**Written problem**
Every record here needs to be written out again exactly.

**Raw records**
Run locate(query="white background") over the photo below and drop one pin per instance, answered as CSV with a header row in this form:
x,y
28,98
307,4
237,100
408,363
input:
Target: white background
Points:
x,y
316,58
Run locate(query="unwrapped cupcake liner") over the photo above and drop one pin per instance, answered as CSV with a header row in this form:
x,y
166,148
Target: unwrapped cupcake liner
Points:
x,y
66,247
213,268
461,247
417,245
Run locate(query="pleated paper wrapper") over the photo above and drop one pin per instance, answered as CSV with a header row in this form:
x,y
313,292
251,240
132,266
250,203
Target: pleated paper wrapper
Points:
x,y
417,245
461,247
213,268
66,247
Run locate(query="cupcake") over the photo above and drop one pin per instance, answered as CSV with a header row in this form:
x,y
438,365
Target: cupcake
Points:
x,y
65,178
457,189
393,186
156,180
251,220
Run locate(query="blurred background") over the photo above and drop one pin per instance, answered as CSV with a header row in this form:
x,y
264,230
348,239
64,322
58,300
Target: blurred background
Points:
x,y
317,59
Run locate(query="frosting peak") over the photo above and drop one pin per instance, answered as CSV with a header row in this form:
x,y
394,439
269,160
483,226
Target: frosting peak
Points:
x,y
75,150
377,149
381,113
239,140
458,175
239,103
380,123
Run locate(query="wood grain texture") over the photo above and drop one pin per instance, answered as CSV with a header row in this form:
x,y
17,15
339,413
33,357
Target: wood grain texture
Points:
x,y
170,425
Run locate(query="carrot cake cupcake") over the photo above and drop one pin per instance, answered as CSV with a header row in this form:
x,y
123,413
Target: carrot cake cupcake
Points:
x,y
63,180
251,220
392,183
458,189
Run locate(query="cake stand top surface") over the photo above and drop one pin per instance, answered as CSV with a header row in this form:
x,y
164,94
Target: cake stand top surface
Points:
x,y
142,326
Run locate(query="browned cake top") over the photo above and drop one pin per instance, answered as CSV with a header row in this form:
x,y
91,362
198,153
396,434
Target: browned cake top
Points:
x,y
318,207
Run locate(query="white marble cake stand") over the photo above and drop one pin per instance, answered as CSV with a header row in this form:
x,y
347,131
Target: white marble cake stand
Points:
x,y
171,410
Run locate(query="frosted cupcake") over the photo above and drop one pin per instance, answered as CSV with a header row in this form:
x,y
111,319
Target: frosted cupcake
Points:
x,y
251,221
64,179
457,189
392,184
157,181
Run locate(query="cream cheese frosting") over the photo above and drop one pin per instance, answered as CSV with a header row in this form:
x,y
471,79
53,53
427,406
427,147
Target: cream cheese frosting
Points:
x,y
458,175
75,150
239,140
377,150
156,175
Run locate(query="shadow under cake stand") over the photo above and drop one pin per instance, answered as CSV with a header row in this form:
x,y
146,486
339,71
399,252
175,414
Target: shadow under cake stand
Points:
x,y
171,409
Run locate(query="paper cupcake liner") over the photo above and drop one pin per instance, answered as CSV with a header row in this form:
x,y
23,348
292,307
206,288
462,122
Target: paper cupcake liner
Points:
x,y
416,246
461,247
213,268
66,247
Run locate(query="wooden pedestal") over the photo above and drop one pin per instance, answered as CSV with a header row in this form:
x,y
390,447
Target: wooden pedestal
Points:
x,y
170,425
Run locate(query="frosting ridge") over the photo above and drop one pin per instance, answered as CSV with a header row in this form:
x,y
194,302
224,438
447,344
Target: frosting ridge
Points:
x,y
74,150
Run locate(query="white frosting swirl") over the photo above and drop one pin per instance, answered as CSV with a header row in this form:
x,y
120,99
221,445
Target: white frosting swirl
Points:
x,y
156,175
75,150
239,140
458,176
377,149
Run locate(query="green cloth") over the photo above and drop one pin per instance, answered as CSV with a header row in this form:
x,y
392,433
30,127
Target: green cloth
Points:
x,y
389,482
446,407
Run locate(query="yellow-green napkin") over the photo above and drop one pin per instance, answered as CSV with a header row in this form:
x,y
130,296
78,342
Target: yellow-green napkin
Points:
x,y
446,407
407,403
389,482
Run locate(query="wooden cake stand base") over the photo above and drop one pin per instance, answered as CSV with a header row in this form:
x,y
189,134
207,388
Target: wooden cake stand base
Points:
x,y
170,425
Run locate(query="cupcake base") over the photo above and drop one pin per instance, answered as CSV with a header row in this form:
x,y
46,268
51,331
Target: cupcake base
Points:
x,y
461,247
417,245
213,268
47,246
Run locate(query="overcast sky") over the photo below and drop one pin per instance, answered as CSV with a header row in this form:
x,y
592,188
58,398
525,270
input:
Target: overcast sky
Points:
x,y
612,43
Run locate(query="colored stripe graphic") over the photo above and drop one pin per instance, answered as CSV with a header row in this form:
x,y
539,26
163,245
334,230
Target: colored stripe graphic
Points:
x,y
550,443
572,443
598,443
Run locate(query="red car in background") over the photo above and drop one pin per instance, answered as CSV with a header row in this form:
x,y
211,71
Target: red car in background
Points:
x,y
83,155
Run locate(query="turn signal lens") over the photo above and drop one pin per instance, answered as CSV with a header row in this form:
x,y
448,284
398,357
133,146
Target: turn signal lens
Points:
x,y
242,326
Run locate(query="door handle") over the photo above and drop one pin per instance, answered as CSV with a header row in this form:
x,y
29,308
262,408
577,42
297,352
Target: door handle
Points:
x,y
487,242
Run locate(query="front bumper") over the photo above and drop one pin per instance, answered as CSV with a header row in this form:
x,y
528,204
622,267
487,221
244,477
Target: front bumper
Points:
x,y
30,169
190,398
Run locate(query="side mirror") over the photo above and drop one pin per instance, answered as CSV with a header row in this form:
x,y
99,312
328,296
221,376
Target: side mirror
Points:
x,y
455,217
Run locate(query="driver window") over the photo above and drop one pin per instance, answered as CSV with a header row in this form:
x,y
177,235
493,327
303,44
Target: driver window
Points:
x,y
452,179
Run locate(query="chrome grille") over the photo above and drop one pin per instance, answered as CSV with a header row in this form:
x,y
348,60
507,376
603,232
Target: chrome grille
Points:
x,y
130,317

**Reply**
Run locate(query="white background") over the photo below and drop one pin per instance, answered as CSV with a header row in this form:
x,y
28,98
307,4
237,100
408,363
input:
Target: white background
Points:
x,y
316,58
Run locate(query="unwrapped cupcake liner") over the photo above and drop one pin per instance, answered as CSV with a header row in this form:
x,y
166,148
Target: unwrapped cupcake liner
Points:
x,y
66,247
213,268
461,247
417,245
Run locate(query="pleated paper wrapper") over the photo above and drop one pin per instance, answered as CSV with a header row in this form:
x,y
313,292
251,240
132,266
250,203
Target: pleated paper wrapper
Points:
x,y
417,245
461,247
213,268
66,247
Run locate(query="cupcake") over the photo above and drop one pin per instance, answered as CSV with a header row in this form:
x,y
438,365
Target: cupcake
Points:
x,y
65,178
457,189
393,186
156,180
251,220
Run locate(query="blurred background") over the photo above and drop one pin per instance, answered as CSV with a header row in this form:
x,y
264,230
348,239
64,322
58,300
Target: blurred background
Points:
x,y
317,59
Run locate(query="frosting peak") over the photo above and drop one pin per instance, answered as CSV with a header row in this form:
x,y
394,439
269,160
483,226
Target: frosting peak
Points:
x,y
75,150
377,149
381,113
239,140
458,175
239,103
380,123
Run locate(query="wood grain texture") over the photo above and drop one pin per instance, answered as CSV with a header row in this form:
x,y
17,15
339,413
33,357
Target: wood grain texture
Points:
x,y
170,425
Run locate(query="carrot cake cupcake") over the photo above and drop one pin per instance, answered as CSV with a header row in this form:
x,y
123,413
Target: carrot cake cupcake
Points:
x,y
63,180
251,220
392,183
458,189
Run locate(query="cake stand top surface") over the photo above and drop one pin per instance, answered as CSV with a header row in this form:
x,y
164,94
Target: cake stand top surface
Points:
x,y
142,326
Run locate(query="browned cake top") over the photo above and drop one pin per instance, answered as CSV with a header row in this form:
x,y
91,362
198,153
396,434
Target: browned cake top
Points:
x,y
318,207
Run locate(query="white marble cake stand") over the photo above and drop one pin per instance, answered as CSV with a header row in this form:
x,y
347,131
Target: white marble cake stand
Points:
x,y
171,410
Run locate(query="frosted cupcake") over the photo above and drop one pin per instance, answered as CSV with a header row in this form:
x,y
111,319
Target: frosted cupcake
Points:
x,y
251,221
64,179
457,189
392,184
157,181
Run locate(query="cream cheese frosting") over the photo above and drop one pin per instance, answered as CSV with a header row in this form:
x,y
471,79
53,53
427,406
427,147
Target: cream cheese frosting
Points:
x,y
458,175
75,150
239,140
377,150
156,175
Run locate(query="shadow under cake stand") over the photo above and drop one pin per instance, answered as CSV with a header row in this form:
x,y
146,486
339,71
399,252
175,414
Target: shadow under cake stand
Points:
x,y
171,409
Run locate(query="paper cupcake liner") over the photo above and drop one pin per instance, answered as CSV with a header row in this form:
x,y
23,348
292,307
206,288
462,122
Target: paper cupcake liner
Points:
x,y
416,246
461,247
213,268
66,247
Run locate(query="wooden pedestal") over the photo above and drop one pin per instance, answered as CSV with a header row in this form:
x,y
390,447
Target: wooden pedestal
Points:
x,y
170,425
Run locate(query="frosting ridge") over the photo above and drop one pin per instance, answered as CSV with a header row in this form:
x,y
194,302
224,438
447,344
Target: frosting ridge
Points:
x,y
74,150
Run locate(query="white frosting swirl") over the photo above and drop one pin per instance, answered as CSV with a header row in this form:
x,y
120,99
221,445
Target: white frosting swirl
Points:
x,y
156,175
75,150
239,140
458,176
377,149
Run locate(query="green cloth") over the photo above and drop one pin per instance, answered as CSV with a header row in this form:
x,y
392,433
30,127
Target: green cloth
Points:
x,y
389,482
446,407
Run locate(query="yellow-green napkin") over the photo above and drop one pin per instance, answered as CSV with a header row in this form:
x,y
130,296
78,342
Target: yellow-green napkin
Points:
x,y
446,407
407,403
389,482
Run locate(query="wooden cake stand base") over the photo above and drop one pin per instance, answered as CSV with a header row in this form:
x,y
189,134
207,388
Target: wooden cake stand base
Points:
x,y
170,425
Run locate(query="cupcake base") over the photo above and drop one pin per instance, answered as CSV with a header row in this form:
x,y
46,268
51,331
Target: cupcake base
Points:
x,y
461,247
417,245
213,268
47,246
Run locate(query="overcast sky") over the photo below and drop one pin per instance, answered as CSV with a header row in this form:
x,y
592,188
58,398
525,270
input:
Target: overcast sky
Points:
x,y
612,43
Run locate(query="colored stripe graphic") over the photo above and drop one pin per instance, answered as CSV with a header row in this form:
x,y
539,26
163,245
334,230
Target: colored stripe graphic
Points:
x,y
550,443
572,443
598,443
Run locate(query="red car in background") over the photo above and drop one pin per instance, answered as CSV with a header row in this form:
x,y
211,71
Target: red car in background
Points:
x,y
83,155
Run locate(query="turn signal lens") over the photo above and drop one pin per instance, answered as CSV with a header row in this form:
x,y
448,284
398,357
133,146
Target: turn signal lens
Points:
x,y
242,326
Run locate(query="door handle") over the photo above and drop one pin per instance, answered as CSV with a header row in this form:
x,y
29,308
262,408
577,42
297,352
Target: door handle
Points:
x,y
487,242
Run locate(query="front bumper") over the photo above and drop one pin per instance, answered as CSV with a header row in this form:
x,y
528,204
622,267
487,221
244,477
Target: front bumper
Points:
x,y
30,169
190,398
Run locate(query="side mirror") over the photo above and drop one pin per instance, answered as CSV with a header row in this form:
x,y
99,312
328,296
221,376
Target: side mirror
Points:
x,y
455,217
Run locate(query="driver window") over the photo above and drop one pin per instance, answered as CSV with a header row in this form:
x,y
177,235
493,327
303,44
Target: driver window
Points:
x,y
452,179
Run locate(query="chrome grille") over the photo above and drop one pin per instance, answered as CSV with a header row in this form:
x,y
348,60
507,376
603,232
Target: chrome grille
Points:
x,y
130,317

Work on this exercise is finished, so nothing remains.